### GIVEN DATA

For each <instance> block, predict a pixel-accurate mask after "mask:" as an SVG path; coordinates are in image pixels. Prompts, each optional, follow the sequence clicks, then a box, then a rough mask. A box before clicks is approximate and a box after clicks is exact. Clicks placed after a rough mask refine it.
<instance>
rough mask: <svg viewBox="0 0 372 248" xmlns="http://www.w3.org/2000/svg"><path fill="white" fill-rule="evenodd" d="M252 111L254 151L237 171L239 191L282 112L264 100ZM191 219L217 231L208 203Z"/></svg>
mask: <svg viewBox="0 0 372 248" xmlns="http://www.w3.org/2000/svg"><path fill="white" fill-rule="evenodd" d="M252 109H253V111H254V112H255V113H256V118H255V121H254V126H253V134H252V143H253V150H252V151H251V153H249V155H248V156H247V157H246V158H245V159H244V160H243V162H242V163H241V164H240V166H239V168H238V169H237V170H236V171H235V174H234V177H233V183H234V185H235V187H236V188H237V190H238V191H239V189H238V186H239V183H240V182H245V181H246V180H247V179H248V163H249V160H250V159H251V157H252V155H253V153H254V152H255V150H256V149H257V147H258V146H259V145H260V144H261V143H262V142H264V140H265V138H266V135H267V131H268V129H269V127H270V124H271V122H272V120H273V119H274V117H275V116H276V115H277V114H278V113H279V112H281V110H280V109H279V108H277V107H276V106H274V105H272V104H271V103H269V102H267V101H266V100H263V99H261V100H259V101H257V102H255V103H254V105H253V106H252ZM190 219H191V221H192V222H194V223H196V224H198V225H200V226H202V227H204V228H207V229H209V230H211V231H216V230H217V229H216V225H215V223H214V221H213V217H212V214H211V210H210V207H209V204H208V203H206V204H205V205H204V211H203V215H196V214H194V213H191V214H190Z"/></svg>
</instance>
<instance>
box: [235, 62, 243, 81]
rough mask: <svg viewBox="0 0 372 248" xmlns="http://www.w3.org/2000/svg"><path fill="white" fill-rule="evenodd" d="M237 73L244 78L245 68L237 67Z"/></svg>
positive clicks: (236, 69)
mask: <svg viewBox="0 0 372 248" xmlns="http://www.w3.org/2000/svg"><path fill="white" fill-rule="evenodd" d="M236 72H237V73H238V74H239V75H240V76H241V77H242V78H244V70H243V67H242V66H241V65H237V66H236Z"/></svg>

### EXERCISE
Please retype all of the records above exactly as they are.

### EXPECTED OUTPUT
For each <instance> block, predict a pixel-accurate mask after "mask:" as an SVG path; coordinates are in image pixels. Prompts, each optional, follow the sequence clicks, then a box, then a rough mask. A box before clicks is approximate and a box after clicks is exact. Clicks placed after a rough mask refine it.
<instance>
rough mask: <svg viewBox="0 0 372 248" xmlns="http://www.w3.org/2000/svg"><path fill="white" fill-rule="evenodd" d="M252 111L254 151L237 171L239 191L282 112L264 100ZM191 219L217 231L208 203Z"/></svg>
mask: <svg viewBox="0 0 372 248" xmlns="http://www.w3.org/2000/svg"><path fill="white" fill-rule="evenodd" d="M252 109H253V111H254V112H255V113H256V118H255V121H254V126H253V134H252V143H253V150H252V151H251V153H249V155H248V156H247V157H246V158H245V159H244V160H243V162H242V163H241V164H240V166H239V168H238V169H237V170H236V171H235V174H234V177H233V183H234V185H235V187H236V188H237V190H238V191H239V189H238V186H239V183H240V182H245V181H246V180H247V179H248V163H249V160H250V159H251V157H252V155H253V153H254V152H255V150H256V149H257V147H258V146H259V145H260V144H261V143H262V142H264V140H265V138H266V135H267V131H268V129H269V127H270V124H271V122H272V120H273V119H274V117H275V116H276V115H277V114H278V113H279V112H281V110H280V109H279V108H277V107H276V106H274V105H272V104H271V103H269V102H267V101H266V100H263V99H261V100H259V101H257V102H255V103H254V105H253V106H252ZM190 219H191V221H192V222H194V223H196V224H198V225H200V226H202V227H204V228H207V229H209V230H211V231H216V230H217V229H216V225H215V223H214V221H213V217H212V214H211V210H210V207H209V204H208V203H206V204H205V205H204V211H203V215H196V214H194V213H191V214H190Z"/></svg>
</instance>
<instance>
box: [235, 62, 243, 81]
rough mask: <svg viewBox="0 0 372 248" xmlns="http://www.w3.org/2000/svg"><path fill="white" fill-rule="evenodd" d="M237 73L244 78L245 68L237 67Z"/></svg>
positive clicks: (236, 69)
mask: <svg viewBox="0 0 372 248" xmlns="http://www.w3.org/2000/svg"><path fill="white" fill-rule="evenodd" d="M236 72H237V73H238V74H239V75H240V76H241V77H242V78H244V70H243V67H242V66H241V65H237V66H236Z"/></svg>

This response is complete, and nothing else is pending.